Reproduce each line of the material precisely.

Task inputs:
□ □ □
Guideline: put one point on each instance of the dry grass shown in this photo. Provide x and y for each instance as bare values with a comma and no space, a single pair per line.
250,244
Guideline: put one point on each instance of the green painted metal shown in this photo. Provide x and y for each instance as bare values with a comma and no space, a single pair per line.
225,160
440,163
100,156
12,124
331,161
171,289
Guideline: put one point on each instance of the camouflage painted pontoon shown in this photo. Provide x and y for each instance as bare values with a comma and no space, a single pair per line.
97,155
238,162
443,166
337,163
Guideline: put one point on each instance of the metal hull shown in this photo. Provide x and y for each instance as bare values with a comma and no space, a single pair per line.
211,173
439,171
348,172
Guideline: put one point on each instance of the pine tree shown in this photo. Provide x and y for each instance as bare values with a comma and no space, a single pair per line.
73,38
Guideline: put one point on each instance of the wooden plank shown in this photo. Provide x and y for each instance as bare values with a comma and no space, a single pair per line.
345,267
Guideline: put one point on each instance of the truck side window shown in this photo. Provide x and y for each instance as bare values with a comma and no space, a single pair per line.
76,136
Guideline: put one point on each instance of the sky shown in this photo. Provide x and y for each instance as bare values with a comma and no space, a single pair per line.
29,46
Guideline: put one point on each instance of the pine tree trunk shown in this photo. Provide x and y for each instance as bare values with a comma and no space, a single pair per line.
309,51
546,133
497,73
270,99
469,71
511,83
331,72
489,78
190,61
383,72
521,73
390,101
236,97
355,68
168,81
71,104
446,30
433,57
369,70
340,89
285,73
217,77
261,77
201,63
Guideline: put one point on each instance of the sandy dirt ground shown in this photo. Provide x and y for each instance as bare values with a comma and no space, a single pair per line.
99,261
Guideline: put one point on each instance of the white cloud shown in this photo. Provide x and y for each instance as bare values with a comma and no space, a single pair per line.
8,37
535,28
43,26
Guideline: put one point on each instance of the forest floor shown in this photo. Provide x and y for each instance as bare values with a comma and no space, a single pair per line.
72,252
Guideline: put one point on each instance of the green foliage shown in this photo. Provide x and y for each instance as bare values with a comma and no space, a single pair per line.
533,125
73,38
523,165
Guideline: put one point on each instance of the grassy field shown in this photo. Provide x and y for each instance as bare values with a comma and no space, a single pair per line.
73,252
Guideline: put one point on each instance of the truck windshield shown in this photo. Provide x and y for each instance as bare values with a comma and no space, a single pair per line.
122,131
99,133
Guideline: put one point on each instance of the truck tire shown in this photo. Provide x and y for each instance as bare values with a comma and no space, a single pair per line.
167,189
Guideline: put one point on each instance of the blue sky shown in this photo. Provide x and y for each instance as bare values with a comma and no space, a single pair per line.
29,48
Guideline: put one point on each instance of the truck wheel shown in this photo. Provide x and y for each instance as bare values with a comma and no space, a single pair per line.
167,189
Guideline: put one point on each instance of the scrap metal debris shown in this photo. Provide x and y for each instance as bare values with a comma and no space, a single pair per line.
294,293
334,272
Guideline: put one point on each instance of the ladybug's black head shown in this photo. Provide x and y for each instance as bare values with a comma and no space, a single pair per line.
□ □ □
Task answer:
Guideline: put one point on each instance of the dry grass shown in this photo. Provide x and y for each instance as bare values with a comma and no space, a single pair per line.
250,244
Guideline: put one point on each instance of the green painted metal shown in this photo. Provide x and y for each instance as bare values with a comma and no space, a single pair per line.
225,160
440,163
100,156
12,124
331,161
171,289
Guideline: put one point on each instance of the camouflage painted pontoon shown in this photo. Provide x and y for each instance as bare values with a comma and no space, a single pair per line.
97,155
238,162
443,166
337,163
Guideline: put one point on each instance of the metal hull shown in this photo. Provide x and y for each instance as bare values with a comma and no space, a single pair per line.
211,173
439,171
348,172
Guideline: put one point on each instance of the pine tree shown in this photo. Provide x and y for each instance as bare values with a comma and no space, a single pair per line.
73,38
Guideline: put one point on each instance of the wooden plank shown in this photo. Provide x and y for each instance as bare values with a comma and no space, a single pair per line.
345,267
Guideline: put one point on each instance of the truck side window shown in this photo. Provide x and y for each instance as bare values with a comma and no space, a single pair per line.
76,136
Guideline: put one point on each instance of the sky shown in this photo. Provide x and y for each instance as bare values with a comma and no space, a single pair per line.
29,46
Guideline: put one point on each instance of the pine tree trunk shown in this photo. Provide x and y for each instance as bare values with a comma and no space, a single pair per line.
309,51
546,133
497,73
270,99
469,71
511,83
331,72
489,78
190,61
383,72
521,73
390,101
236,97
355,68
168,81
71,104
446,30
433,57
369,70
340,89
285,73
217,77
261,77
201,63
Guideline: put one point on each instance of the sandy dirt ground shown in this photo. Provide x and y for each instance as bare values with a comma and no space, a single pair per line.
99,261
Guideline: put one point on each instance of the white cloud shown in this photo. Provide x and y for each instance as bare values with a comma and no space, a single pair per line.
8,37
535,28
43,26
Guideline: put one point on each instance of the forest floor shown in this photo. Provide x and y for each instance as bare values with a comma and no space, a single pair per line.
72,252
Guideline: put one point on each instance of the green foliage shown in this photo. Provide x and y for each instance as bare values with a comma and no space, a single pair per line.
533,125
73,38
523,165
Guideline: put one point on each instance of the grassy field shown in this photo. Provide x and y for each instance as bare values with a comma and no space, a single pair per line.
73,252
Guideline: put one point on each instance of the truck windshield shown in this photo. Provide x and y for each instance as bare values with a comma and no space, a single pair per line.
122,131
99,133
Guideline: put one point on each instance of the truck tire shown in this photo. Provide x and y for each instance as bare values with a comma and no space, a single pair per line.
167,189
Guideline: put one point on each instance of the blue sky shown in this photo. Provide x and y for each instance as bare values with a comma and no space, a single pair per line.
29,48
Guideline: put one point on each instance of the truck wheel shown in this photo. Provide x and y for each instance as bare values with a comma and no space, a single pair per line.
167,189
Guideline: put one point on each instance of the scrap metal debris shown in this photo. Provide x and y for each instance as bare values with a comma and no space, a single pair per line.
294,293
334,272
Guideline: put one point on each instance of the ladybug's black head shown in this photo. Provide x and y for each instance as bare values with a comma and no space, a single pair per line.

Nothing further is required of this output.